La guerre, en détruisant, en Irlande, cette civilisation primitive, fit disparaître avec elle la littérature et les arts du pays où ils avaient fleuri.

MM. Marcus Ward et Cie, de Belfast, ont eu l’ambition de faire renaître en Irlande cet art charmant, en l’appropriant aux besoins et aux goûts de ce siècle. Après avoir consacré à l’étude de cette matière dix années de leur vie, ils ont réussi à introduire dans leurs dessins l’esprit qui caractérise les oeuvres des anciens artistes, tout en se conformant dans l’ornementation, dans les figures et dans les paysages aux progrès accomplis dans l’art du dessin depuis le moyen âge.

Reliure de l'adresse présentée au Prince de Galles par les habitants de Belfast exécutée par Marcus Ward et Cie, de Belfast
Reliure de l'adresse présentée au Prince de Galles par les habitants de Belfast exécutée par Marcus Ward et Cie, de Belfast

MM. Marcus Ward, qui ont exposé à Paris dans les classes VII, VIII et XXVI, maroquinerie, reliure et enluminure, qui ont obtenu du jury international trois médailles, les plus hautes récompenses accordées à la Grande-Bretagne pour les produits de ce genre, et qui ont été les seuls triplement récompensés, appliquent à leur maroquinerie le même goût artistique et le même soin qu’à leurs enluminures. Ils produisent aussi du papier de linge irlandais et des livres de comptes qui, récompensés aux précédentes exhibitions de Londres et de Dublin, ont aussi été remarqués à Paris.

Leurs mosaïques en cuir se recommandent plutôt par leur qualité supérieure et leur fini que par la nouveauté de la forme. Tous les dessins et ornements en métal ont été inventés par eux-mêmes. Ils fabriquent en quantités énormes, pour la Grande-Bretagne et l’Amérique, des boites à dépêches et des bureaux de voyage, garnis de soie et de maroquin, des nécessaires de touriste, des portefeuilles de toutes sortes, des porte-monnaie, étuis à cigares, albums, porte-lettres, des écritoires de dames, des écrins, des papeteries, etc.

Cette immense maison irlandaise, où l’on n’emploie guère que des Irlandais, a son siège principal, avons-nous dit, à Belfast ; mais elle a aussi un établissement à Dublin et un autre à Londres.

Quoi qu’il en soit, ce que nous en disons n’a pour objet que de bien montrer l’ensemble des travaux de ceux dont nous allons étudier spécialement certains produits, les enluminures et les reliures.

Reliure d'un volume présenté à Sir B. L. Guinness, exécutée par Marcus Ward et Cie, de Belfast
Reliure d'un volume présenté à Sir B. L. Guinness, exécutée par Marcus Ward et Cie, de Belfast

Nous terminerons ce préambule en faisant remarquer combien doivent être profitables à la qualité et aux mérites artistiques de leurs productions courantes, les hautes études, les connaissances élevées et les soins particuliers qu’exigent de ces honorables fabricants les produits d’importance supérieure qui font leur gloire. Qui fabrique de petites choses peut n’être ni apte, ni outillé pour en produire de grandes. Mais qui fait des œuvres d’art industriel du premier ordre ne peut pas donner une production courante qui soit médiocre.

> [ÉNONCÉ A] Pouvez-vous recopier le passage cité entre « Leurs mosaïques en » et « des papeteries, etc. », inclus ?
> [ÉNONCÉ B] D'après le passage cité, dans quelles villes la maison Marcus Ward et Cie a-t-elle son siège ou un établissement ?

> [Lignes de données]
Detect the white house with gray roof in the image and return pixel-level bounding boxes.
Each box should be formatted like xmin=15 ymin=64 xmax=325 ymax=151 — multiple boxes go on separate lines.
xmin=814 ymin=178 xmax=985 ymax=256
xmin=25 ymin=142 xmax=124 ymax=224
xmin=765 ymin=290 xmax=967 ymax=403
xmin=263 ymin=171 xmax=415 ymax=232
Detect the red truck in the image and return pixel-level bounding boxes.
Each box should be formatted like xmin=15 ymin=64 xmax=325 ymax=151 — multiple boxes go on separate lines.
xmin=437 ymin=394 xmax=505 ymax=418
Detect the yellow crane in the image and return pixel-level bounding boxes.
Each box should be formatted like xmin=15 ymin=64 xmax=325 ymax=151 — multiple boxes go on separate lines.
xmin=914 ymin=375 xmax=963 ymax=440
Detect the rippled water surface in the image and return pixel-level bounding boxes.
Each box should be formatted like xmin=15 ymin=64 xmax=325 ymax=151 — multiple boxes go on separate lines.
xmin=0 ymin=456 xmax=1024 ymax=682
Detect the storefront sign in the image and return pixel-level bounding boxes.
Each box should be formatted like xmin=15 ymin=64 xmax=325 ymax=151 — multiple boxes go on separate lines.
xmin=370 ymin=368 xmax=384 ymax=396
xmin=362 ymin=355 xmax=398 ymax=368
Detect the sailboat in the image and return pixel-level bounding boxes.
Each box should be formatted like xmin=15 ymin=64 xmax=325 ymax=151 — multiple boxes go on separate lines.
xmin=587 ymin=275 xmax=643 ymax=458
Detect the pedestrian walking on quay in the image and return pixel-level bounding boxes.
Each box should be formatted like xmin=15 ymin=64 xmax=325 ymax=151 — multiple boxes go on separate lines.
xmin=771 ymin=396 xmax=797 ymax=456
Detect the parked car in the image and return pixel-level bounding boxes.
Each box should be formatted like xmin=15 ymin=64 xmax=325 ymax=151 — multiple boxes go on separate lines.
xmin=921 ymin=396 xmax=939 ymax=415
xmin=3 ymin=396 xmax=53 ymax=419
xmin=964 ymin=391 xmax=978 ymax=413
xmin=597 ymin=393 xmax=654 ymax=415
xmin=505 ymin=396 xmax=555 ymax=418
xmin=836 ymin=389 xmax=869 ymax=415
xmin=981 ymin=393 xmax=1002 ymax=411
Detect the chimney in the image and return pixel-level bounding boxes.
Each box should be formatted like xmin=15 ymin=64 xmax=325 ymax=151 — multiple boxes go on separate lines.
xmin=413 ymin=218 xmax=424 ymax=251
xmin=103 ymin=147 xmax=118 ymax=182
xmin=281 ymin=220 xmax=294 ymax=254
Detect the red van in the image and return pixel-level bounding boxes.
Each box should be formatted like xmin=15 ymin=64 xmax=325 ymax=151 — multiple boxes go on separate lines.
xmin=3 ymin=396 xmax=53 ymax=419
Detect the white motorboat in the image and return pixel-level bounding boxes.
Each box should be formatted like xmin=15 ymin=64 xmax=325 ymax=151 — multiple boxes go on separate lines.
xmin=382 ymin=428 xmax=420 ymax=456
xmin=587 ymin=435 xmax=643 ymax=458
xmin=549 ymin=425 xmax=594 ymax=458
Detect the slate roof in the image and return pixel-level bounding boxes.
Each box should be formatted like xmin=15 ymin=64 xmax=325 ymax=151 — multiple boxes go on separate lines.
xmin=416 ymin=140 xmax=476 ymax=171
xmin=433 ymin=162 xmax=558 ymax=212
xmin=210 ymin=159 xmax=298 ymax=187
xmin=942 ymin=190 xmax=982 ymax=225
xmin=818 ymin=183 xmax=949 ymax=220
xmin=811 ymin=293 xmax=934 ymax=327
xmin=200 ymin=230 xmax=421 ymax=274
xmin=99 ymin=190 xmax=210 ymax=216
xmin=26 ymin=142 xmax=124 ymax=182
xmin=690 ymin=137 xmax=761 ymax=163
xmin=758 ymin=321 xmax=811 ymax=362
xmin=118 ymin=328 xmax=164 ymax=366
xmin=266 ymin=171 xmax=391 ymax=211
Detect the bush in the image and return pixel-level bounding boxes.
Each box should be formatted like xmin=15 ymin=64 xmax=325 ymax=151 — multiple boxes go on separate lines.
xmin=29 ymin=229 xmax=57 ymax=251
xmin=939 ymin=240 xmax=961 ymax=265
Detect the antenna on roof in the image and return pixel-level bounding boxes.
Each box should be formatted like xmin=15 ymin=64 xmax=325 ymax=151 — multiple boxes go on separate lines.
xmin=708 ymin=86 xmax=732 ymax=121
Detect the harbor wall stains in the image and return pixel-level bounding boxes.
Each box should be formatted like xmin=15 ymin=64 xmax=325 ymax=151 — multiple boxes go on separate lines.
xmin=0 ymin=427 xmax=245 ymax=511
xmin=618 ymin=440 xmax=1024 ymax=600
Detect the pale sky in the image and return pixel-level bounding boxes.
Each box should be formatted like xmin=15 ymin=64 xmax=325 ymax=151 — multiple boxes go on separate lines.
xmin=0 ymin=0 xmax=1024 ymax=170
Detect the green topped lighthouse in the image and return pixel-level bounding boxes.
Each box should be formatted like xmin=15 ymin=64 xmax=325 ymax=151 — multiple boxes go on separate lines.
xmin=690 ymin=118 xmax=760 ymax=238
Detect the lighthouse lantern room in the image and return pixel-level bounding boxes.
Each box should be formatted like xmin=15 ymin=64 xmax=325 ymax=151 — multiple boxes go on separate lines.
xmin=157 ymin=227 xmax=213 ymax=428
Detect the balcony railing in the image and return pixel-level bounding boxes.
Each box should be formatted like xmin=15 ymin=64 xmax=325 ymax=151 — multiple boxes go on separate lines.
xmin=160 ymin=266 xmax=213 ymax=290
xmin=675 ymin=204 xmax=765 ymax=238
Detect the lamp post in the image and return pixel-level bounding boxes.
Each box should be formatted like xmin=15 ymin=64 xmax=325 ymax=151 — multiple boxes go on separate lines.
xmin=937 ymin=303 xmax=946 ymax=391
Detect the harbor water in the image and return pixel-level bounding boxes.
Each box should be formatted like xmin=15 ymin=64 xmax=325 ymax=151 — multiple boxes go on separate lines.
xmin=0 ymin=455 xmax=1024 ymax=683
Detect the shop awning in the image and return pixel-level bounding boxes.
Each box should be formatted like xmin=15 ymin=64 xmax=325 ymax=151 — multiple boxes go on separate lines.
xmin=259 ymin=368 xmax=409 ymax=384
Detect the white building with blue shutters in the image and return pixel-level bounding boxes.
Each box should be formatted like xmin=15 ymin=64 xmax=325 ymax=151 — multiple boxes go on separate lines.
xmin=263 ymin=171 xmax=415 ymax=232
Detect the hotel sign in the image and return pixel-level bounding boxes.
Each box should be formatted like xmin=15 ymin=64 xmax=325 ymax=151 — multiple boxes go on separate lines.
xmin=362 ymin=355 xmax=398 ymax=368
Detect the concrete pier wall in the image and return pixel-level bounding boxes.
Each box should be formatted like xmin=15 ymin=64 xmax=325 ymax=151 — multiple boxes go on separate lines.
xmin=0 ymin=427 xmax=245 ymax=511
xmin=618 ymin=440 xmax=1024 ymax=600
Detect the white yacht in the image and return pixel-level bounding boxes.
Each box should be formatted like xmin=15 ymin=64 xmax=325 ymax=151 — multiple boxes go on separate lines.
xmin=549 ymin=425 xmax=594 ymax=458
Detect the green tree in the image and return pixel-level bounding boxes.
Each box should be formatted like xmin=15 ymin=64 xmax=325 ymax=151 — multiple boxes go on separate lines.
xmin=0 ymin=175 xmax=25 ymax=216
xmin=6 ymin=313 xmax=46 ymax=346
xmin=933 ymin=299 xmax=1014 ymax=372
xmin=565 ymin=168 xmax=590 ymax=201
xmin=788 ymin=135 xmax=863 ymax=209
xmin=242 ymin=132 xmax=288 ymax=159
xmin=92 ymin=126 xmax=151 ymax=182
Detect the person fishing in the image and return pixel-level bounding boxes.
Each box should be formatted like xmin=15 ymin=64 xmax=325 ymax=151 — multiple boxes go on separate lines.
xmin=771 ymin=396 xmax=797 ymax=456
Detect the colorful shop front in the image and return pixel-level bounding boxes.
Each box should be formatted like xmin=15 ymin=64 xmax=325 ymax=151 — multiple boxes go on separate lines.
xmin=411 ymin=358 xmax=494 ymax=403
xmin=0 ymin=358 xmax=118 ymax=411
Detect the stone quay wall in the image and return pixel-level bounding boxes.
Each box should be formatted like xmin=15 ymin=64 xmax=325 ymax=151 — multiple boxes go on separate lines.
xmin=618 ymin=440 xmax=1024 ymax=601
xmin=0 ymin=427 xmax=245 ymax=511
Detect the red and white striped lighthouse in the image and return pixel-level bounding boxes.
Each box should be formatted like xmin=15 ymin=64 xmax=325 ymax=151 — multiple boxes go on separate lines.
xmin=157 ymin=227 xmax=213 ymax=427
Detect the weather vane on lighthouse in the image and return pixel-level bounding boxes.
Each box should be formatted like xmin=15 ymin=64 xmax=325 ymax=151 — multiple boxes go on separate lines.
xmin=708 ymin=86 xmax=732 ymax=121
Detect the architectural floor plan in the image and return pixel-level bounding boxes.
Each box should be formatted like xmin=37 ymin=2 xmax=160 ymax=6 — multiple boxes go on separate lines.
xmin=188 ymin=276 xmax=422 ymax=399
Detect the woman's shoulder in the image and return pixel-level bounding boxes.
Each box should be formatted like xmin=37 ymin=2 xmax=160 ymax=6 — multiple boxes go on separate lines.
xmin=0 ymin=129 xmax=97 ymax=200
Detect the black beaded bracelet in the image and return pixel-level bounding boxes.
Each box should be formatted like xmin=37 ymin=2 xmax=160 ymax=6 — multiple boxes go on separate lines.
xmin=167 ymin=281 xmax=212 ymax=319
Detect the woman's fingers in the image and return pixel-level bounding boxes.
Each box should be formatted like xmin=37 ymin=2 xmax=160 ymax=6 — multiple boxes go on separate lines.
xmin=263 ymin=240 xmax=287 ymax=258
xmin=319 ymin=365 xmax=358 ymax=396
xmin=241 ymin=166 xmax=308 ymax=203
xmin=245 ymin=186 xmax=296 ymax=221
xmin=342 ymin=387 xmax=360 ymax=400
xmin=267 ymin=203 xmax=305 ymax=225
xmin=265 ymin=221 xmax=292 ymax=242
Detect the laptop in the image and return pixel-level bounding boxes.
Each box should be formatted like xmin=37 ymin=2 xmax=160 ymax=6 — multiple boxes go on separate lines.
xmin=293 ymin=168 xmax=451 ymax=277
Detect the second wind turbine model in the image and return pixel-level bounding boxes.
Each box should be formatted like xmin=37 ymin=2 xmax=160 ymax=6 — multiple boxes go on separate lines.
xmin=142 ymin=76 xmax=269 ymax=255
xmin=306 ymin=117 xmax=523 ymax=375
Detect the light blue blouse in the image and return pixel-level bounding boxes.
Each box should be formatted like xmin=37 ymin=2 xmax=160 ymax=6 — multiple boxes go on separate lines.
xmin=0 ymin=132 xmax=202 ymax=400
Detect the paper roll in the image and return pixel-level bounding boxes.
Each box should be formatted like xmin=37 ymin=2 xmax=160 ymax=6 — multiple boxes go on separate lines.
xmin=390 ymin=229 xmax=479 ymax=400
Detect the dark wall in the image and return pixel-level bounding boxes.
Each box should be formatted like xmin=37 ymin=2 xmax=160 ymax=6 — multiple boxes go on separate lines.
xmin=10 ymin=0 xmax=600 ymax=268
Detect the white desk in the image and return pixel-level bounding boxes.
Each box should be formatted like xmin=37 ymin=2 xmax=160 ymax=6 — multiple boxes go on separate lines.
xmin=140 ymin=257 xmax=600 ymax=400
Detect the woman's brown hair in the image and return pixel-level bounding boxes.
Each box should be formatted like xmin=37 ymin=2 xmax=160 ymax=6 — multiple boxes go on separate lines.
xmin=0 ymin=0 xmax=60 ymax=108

> [SOLUTION COMPLÈTE A]
Leurs mosaïques en cuir se recommandent plutôt par leur qualité supérieure et leur fini que par la nouveauté de la forme. Tous les dessins et ornements en métal ont été inventés par eux-mêmes. Ils fabriquent en quantités énormes, pour la Grande-Bretagne et l’Amérique, des boites à dépêches et des bureaux de voyage, garnis de soie et de maroquin, des nécessaires de touriste, des portefeuilles de toutes sortes, des porte-monnaie, étuis à cigares, albums, porte-lettres, des écritoires de dames, des écrins, des papeteries, etc.

> [SOLUTION COMPLÈTE B] Belfast, Dublin et Londres.